_TASK REQUIREMENTS_.
Data follows below. Repeat exactly the lines between the line holding "Query: green foliage" and the line holding "# locate the trackpad", inclusive, and nothing more; drop pictures.

_INFORMATION SUPPLIED_.
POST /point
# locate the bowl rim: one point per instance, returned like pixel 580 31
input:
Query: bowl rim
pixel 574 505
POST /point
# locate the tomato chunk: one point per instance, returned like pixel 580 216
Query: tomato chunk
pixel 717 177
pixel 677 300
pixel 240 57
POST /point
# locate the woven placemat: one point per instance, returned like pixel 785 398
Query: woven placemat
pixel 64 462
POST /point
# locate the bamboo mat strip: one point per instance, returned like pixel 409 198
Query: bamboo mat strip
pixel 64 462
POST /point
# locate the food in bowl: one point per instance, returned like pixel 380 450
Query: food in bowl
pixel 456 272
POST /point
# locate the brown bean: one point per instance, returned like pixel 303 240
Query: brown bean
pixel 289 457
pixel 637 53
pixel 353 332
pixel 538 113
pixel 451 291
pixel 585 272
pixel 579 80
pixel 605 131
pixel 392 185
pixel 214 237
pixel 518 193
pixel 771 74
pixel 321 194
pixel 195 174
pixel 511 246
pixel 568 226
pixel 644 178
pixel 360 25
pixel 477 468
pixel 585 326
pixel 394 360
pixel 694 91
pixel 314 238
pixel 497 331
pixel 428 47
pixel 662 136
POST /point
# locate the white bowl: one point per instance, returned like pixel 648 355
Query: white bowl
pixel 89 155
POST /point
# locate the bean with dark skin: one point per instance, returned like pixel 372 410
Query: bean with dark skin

...

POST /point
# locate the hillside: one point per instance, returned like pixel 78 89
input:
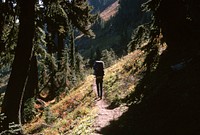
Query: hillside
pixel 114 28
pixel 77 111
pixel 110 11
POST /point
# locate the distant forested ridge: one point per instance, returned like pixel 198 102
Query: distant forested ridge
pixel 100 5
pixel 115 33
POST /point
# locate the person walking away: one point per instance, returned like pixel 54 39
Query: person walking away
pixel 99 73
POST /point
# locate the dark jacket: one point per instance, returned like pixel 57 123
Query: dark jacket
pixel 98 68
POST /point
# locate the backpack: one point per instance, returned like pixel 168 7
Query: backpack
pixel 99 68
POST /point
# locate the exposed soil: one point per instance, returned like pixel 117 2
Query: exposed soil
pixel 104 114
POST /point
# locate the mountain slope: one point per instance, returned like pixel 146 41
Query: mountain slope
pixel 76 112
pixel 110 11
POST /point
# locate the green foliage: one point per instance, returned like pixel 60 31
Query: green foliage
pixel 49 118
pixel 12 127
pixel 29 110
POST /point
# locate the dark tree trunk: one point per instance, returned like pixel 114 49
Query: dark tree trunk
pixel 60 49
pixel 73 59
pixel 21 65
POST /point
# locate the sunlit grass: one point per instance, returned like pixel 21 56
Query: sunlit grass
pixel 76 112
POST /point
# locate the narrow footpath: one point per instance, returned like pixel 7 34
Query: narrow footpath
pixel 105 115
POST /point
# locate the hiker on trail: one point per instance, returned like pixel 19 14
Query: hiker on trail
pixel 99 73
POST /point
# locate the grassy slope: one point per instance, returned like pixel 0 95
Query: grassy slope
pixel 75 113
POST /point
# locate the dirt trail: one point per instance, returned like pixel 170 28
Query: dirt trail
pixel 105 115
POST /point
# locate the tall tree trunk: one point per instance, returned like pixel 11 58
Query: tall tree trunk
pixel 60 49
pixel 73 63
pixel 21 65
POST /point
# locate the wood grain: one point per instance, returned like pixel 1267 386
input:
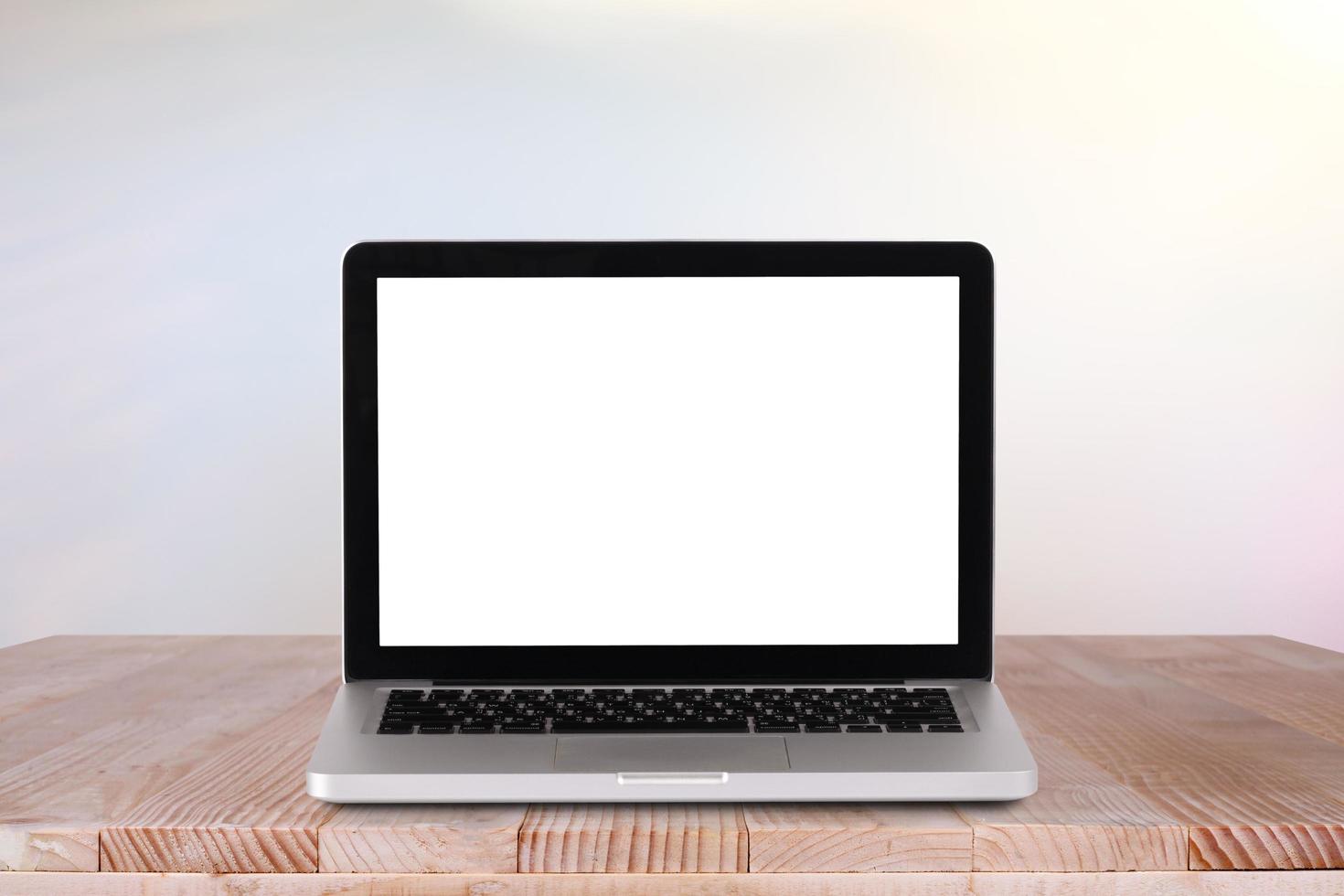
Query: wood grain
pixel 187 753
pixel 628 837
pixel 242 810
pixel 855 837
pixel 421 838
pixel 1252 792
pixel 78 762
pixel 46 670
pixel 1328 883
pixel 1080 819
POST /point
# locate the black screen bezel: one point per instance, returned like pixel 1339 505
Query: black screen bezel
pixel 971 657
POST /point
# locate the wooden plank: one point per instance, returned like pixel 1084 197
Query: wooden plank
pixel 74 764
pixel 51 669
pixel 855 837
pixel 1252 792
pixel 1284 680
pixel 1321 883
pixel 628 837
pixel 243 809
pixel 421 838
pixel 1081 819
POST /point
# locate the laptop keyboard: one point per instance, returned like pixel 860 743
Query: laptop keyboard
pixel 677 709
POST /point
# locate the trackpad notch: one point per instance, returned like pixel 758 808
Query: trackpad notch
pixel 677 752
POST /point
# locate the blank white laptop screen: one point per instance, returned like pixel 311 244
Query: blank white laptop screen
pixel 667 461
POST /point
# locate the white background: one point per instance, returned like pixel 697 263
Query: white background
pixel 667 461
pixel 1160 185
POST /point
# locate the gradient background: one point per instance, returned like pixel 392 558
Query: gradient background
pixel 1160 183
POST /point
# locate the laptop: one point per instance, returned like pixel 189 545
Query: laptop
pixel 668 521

_EXERCISE OUTPUT_.
Query: green foliage
pixel 49 118
pixel 12 127
pixel 29 110
POST /point
# locate the dark tree trunk: one point per instance, returned like pixel 114 49
Query: dark tree trunk
pixel 60 49
pixel 73 59
pixel 21 65
POST /point
# locate the sunlit grass: one point per instance, returned like pixel 21 56
Query: sunlit grass
pixel 76 112
POST /point
# locate the narrow footpath: one point per instance, returned like pixel 7 34
Query: narrow footpath
pixel 105 115
POST /point
# locate the hiker on trail: one point per instance, returned like pixel 19 14
Query: hiker on trail
pixel 99 73
POST /point
# locate the grassy slope: one point per instance, returned like pixel 0 95
Query: grassy slope
pixel 75 113
POST /point
# locate the dirt trail: one point per instance, returned like pixel 170 28
Query: dirt trail
pixel 105 115
POST /point
# locate the tall tree trunk: one point per instance, returned like pixel 11 58
Query: tall tree trunk
pixel 60 49
pixel 73 63
pixel 21 65
POST /point
# locate the wood grain: one point per instance, returned like pixel 1267 386
input:
Query: wood grain
pixel 187 753
pixel 628 837
pixel 242 810
pixel 855 837
pixel 421 838
pixel 1252 792
pixel 78 762
pixel 46 670
pixel 1328 883
pixel 1080 819
POST /point
# locate the black screen bezel: one point per instance, returned like pixel 1339 505
Query: black screen bezel
pixel 971 657
POST /point
# locate the wooden plank: one point per instance, returned like pixel 1084 197
Query: wooden plank
pixel 74 764
pixel 51 669
pixel 855 837
pixel 1252 792
pixel 1284 680
pixel 1321 883
pixel 628 837
pixel 243 809
pixel 421 838
pixel 1081 819
POST /point
# locate the laptop keyboard: one point per instance, returned like pixel 860 743
Query: laptop keyboard
pixel 677 709
POST /point
# locate the trackpad notch: one point per instance, returned like pixel 758 808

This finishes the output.